TEXT UNDER STUDY =
****************

To find out how to order a copy of Hanni and Beth: Safe & Sound in print/Braille, or to donate to Seedlings to help them create more books in Braille for kids, link to

Read all about it! Blind blogger interviews video producer!

My book club pick was a flop. Maybe because everyone else read it in print, and I got to hear Academy Award winner Rita Moreno read the audio version? When all was said and done, the only member who liked Sonia Sotomayor’s My Beloved World as much as I did was Jamie Ceaser.

Always knew that Jamie woman had good taste.

Award-winning producer Jamie Ceaser.

Award-winning producer Jamie Ceaser.

When Jamie isn’t reading fascinating books like My Beloved World, she’s busy putting videos and films together. She’s been producing shows for Chicago’s public TV station WTTW for years, and one of her latest productions debuts nationally tonight. Local, USA is a weekly 30-minute compilation of stories produced by independent producers, content creators, and public television stations across the country. Jamie and her co-producer Eddie Griffin have already put 13 Local, USA episodes together, each one exploring a particular theme. It’s a busy time for Jamie, but she was kind enough to answer a few questions about Local, USA for my blog readers.

****************

EXTRACTED ENTRIES =
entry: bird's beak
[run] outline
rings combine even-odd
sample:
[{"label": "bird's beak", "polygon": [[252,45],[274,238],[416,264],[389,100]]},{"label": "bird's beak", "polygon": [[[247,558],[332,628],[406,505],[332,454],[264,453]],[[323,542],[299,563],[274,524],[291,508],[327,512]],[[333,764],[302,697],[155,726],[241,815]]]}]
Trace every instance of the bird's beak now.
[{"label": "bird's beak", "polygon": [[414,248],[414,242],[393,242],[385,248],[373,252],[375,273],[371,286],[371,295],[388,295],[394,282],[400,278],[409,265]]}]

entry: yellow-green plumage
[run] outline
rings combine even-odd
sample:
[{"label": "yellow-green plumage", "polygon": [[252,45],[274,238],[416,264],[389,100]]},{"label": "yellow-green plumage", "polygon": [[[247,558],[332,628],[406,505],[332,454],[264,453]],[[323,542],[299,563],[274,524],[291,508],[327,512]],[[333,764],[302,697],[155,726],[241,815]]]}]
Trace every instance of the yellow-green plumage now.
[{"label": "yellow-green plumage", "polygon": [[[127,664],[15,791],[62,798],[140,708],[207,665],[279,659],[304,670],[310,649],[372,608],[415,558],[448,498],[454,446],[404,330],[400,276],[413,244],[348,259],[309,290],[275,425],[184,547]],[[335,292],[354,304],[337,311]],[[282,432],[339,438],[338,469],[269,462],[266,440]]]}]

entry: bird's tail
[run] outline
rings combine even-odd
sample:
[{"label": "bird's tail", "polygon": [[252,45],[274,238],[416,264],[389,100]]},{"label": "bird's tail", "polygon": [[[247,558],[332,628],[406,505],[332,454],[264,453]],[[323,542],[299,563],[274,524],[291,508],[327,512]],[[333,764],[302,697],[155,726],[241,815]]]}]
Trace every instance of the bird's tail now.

****************

TASKS TO CARRY OUT =
**a.** Reproduce the stretch of the blog post about Jamie Ceaser from "My book club" through "was Jamie Ceaser.".
**b.** Answer these questions using the blog post about Jamie Ceaser:
(i) Who read the audio version of My Beloved World?
(ii) Which public TV station has Jamie been producing shows for?
(iii) How many Local, USA episodes have Jamie and Eddie Griffin already put together?
**c.** Please go on with the blog post about Jamie Ceaser and Local, USA, starting after its final sentence.

ANSWERS BY TASK =
**a.**
My book club pick was a flop. Maybe because everyone else read it in print, and I got to hear Academy Award winner Rita Moreno read the audio version? When all was said and done, the only member who liked Sonia Sotomayor’s My Beloved World as much as I did was Jamie Ceaser.

**b.**
(i) Rita Moreno
(ii) WTTW, Chicago's public TV station
(iii) 13

**c.**
  • Me: How’d you get involved in Local, USA?
  • Jamie: V.J. McAleer — He’s Senior Vice President of Production at WTTW — got approached by WGBH in Boston about working with them on a new show. VJ is my boss, and my biggest advocate, too. He called when I was in Florida on a Tuesday and said we’d need a proposal by Friday. So I tanned and wrote.
  • Me: Are you doing it all by yourself?
  • Jamie: I’m co-producing it with Ed Griffin. Maggie Ness is associate producer.
  • You drive me to book club sometimes, and I always love hearing about your work during those drives. You’ve produced programs on everyone from Abraham Lincoln’s wife Mary Todd to baseball icon Bill Veeck. What makes this project different from other ones you’ve produced?
  • Jamie: Well, To be honest, this project does bring back memories of something I’ve done before: my first show at WTTW. That was Image Union, also a show for independent producers. But it was way back–way before youtube and iPhones and Quicktime and even DVDs.
  • Me: How were things different then?
  • Jamie: Films would come on 16 mm reels or videos in VHS cases. Local, USA may end up being a similar show, but the technology has changed so much. Now people send weblinks to screen their films and videos., And i can screen all of the shows I’ve produced so far — on my iPhone!
  • Me: What do producers do?
  • Jamie: Production can mean a lot of different things – it all depends on the type of show you’re working on, and the studio where you’re working. Show development, researching, interviewing people, shooting, editing, or even gentle coercion — production includes whatever you need to do to get the project completed.
  • Me: So what did you have to do to get this one completed?
  • Jamie: For this program, basically, we’re screening videos, logging them and cataloging them by theme and seeing what works together organically. After that we script the show and videotape the hosts on location.
  • Me: Who are the hosts?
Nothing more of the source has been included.